**WHAT NEEDS TO BE DONE**
Decide whether each statement below agrees with the post on I2C pullup resistors: (a) the writer usually uses a 4.7K resistor; (b) a 4.7K resistor with 5v parts gives a pullup current within the I2C spec; (c) the spec's 3 ma current corresponds to about 416 ohms. Answer yes or no for each, quoting the words of the post that settle it.

# start of PAGE EXTRACT

Depending on the capacitance of the load (up to 200pf or so), you want
the pullup current to be between 3
and 12 ma generally.  Obviously, the higher the current, the faster you
can go, but you'll also use more
power.  So, unless this application is a really speed sensitive, don't
care about power type, stay at the
lower end of the renge.  I have had good luck with resistors between
about 1.2K and 10K.  Generally, I use
4.7K as a rule.  But the I2C comms I carry out aren't seepd sensitive
meaning I don't have to talk fast.  Just reliably.

But, to stay within the I2C spec, you'll want at least 3ma of pullup
current.  With a 4.7K ohm resistor and  5v parts, you're talking about ~1ma, which isn't even close to being in
spec.  However, as I mentioned  above, my applications use relatively slow comm rates, so I can get by
with the lower current.
The final choice is your.  You could experiment to see what works best
for you.  But the spec calls for a
pullup current of between 3 and 12ma.  This equates to a resistance of
between about 1.66K (3ma) to about  416 ohms (12ma).

# end of PAGE EXTRACT
# start of GIVEN MATERIAL

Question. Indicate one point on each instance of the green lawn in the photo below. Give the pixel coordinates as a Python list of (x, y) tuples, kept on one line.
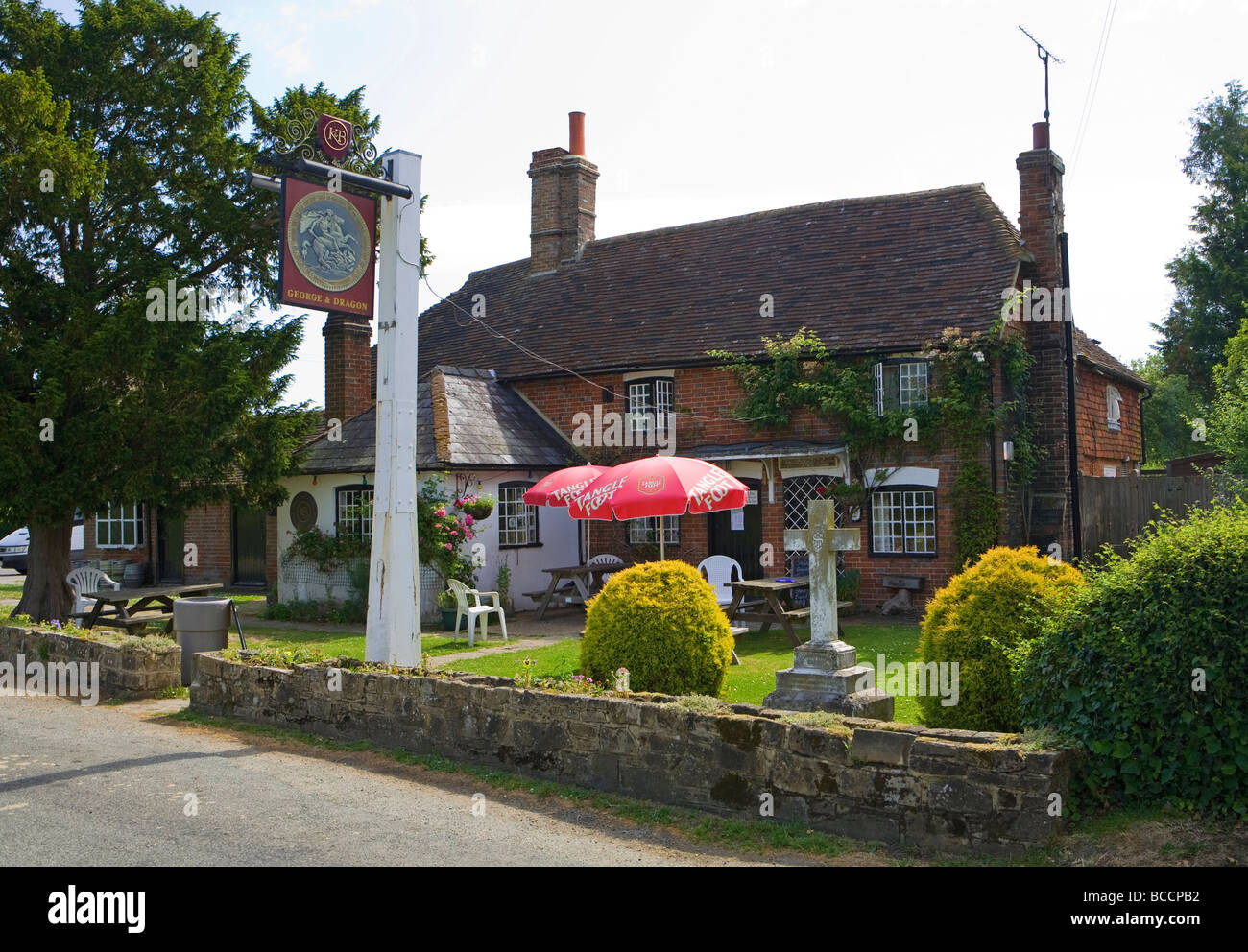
[(749, 681), (349, 644)]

# end of GIVEN MATERIAL

**SOLUTION**
(a) Yes: "Generally, I use 4.7K as a rule."
(b) No: "you're talking about ~1ma, which isn't even close to being in spec."
(c) No: "about 1.66K (3ma)"